STATED GOAL
Your task is to copy every record exactly.
++++ EXTRACTED MATERIAL ++++
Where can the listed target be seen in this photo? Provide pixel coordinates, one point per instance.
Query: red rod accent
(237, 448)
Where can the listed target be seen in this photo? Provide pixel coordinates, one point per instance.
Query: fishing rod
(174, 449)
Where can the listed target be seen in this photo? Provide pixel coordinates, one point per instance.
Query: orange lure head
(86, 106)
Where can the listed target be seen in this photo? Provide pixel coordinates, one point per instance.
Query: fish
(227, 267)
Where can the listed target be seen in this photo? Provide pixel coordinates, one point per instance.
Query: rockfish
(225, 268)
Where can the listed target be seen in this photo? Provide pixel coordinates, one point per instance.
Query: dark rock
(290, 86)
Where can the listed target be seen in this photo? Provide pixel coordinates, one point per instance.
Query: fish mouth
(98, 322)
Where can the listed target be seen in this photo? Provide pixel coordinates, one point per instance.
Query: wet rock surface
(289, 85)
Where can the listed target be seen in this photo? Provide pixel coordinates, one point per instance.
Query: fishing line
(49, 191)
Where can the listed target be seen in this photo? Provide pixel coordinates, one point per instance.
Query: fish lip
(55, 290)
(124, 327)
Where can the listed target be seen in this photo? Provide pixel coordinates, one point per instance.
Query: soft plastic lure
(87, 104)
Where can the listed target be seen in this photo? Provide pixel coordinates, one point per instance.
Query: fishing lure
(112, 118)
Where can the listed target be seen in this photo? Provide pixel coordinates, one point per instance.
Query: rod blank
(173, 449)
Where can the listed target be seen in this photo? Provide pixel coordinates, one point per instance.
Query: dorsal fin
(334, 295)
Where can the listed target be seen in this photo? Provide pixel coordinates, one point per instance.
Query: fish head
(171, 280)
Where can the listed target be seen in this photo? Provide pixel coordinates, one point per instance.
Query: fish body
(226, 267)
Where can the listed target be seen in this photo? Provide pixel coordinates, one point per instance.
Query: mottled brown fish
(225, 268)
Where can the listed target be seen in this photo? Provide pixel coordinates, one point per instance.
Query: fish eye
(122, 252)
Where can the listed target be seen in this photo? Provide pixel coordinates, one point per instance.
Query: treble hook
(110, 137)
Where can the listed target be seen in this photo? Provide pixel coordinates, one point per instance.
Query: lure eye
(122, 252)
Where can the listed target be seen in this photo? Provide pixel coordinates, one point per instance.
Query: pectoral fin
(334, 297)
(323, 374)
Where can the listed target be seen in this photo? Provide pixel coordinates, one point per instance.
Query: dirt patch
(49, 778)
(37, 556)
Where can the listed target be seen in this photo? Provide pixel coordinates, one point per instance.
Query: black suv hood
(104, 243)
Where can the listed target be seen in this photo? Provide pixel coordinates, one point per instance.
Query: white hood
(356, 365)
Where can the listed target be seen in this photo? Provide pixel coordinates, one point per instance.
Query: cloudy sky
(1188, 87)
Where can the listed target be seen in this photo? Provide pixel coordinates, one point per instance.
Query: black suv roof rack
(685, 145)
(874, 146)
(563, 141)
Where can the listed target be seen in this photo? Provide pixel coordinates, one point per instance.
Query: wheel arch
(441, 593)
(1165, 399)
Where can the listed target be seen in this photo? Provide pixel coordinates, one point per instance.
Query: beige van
++++
COMPLETED EXERCISE
Where can the listed target be seen in this photo? Provide pixel coordinates, one point per instance.
Query: red rod accent
(237, 448)
Where can the listed target be seen in this photo? Provide pixel coordinates, one point per instance.
Query: fishing rod
(174, 449)
Where can the listed target be seen in this photo? Provide pixel coordinates, one point per instance.
Query: orange lure head
(86, 106)
Where can the listed target be seen in this photo? Provide pixel coordinates, one point per instance.
Query: fish
(227, 267)
Where can the listed target be seen in this photo? Provide pixel coordinates, one point per instance.
Query: rockfish
(225, 268)
Where can the listed target be seen in this photo? Provide pixel coordinates, one point per instance.
Query: dark rock
(290, 86)
Where can the listed target be seen in this photo? Provide pixel coordinates, one point per instance.
Query: fish mouth
(98, 322)
Where can the listed target be seen in this photo? Provide pixel coordinates, one point per instance.
Query: wet rock surface
(289, 85)
Where can the listed target be seen in this photo? Provide pixel coordinates, one point per instance.
Query: fishing line
(49, 191)
Where can the listed target be seen in this photo? Provide pixel coordinates, one point per instance.
Query: fish lip
(55, 290)
(124, 327)
Where can the listed target be seen in this photo? Provide pixel coordinates, one point per instance.
Query: soft plastic lure
(87, 104)
Where can the listed target be seen in this photo? Provide pixel coordinates, one point per instance.
Query: fishing lure
(112, 118)
Where can the listed target be seen in this photo? Provide pixel coordinates, one point per instance.
Query: rod blank
(173, 449)
Where can the listed target be seen in this photo? Provide pixel coordinates, one point per instance.
Query: dorsal fin
(334, 295)
Where can the listed target be seen in this photo? Provide pixel coordinates, one point per instance.
Query: fish head
(171, 280)
Where can the listed target be seen in this photo? Provide pixel coordinates, one point per instance.
Query: fish body
(226, 267)
Where can the listed target be seen in this photo? Provide pixel coordinates, one point per instance.
Query: mottled brown fish
(225, 268)
Where can the listed target be seen in this photo? Provide pixel coordinates, one point per instance.
Query: fish eye
(122, 252)
Where can the listed target be seen in this photo? Provide pixel coordinates, one point per instance.
Query: treble hook
(110, 137)
Where can the listed target be seen in this photo? Provide pixel coordinates, one point per instance.
Query: lure eye
(122, 252)
Where can the listed target be seen in this photo? Provide pixel coordinates, one point per instance.
Query: pectoral fin
(334, 297)
(323, 374)
Where can the listed target be seen in this photo? Provide pixel coordinates, one point per instance.
Query: dirt patch
(49, 778)
(37, 556)
Where can the listed target be seen in this photo? Provide pixel coordinates, one point per instance.
Query: black suv hood
(104, 243)
Where can the listed target be seen in this photo? Provide pixel coordinates, one point per instance.
Query: white hood
(356, 365)
Where can the listed target be seen in this photo? Provide pixel coordinates, one point per instance.
Query: cloudy sky
(1188, 87)
Where can the listed target be seen in this photo? Provide pixel coordinates, one point per instance.
Query: black suv roof rack
(685, 145)
(874, 146)
(563, 141)
Where can the listed target be seen in this photo? Provide pixel coordinates, one point per instance.
Query: wheel arch
(441, 593)
(1165, 399)
Where can the listed target be seen in this photo? Provide pixel coordinates, one point per instance.
Query: beige van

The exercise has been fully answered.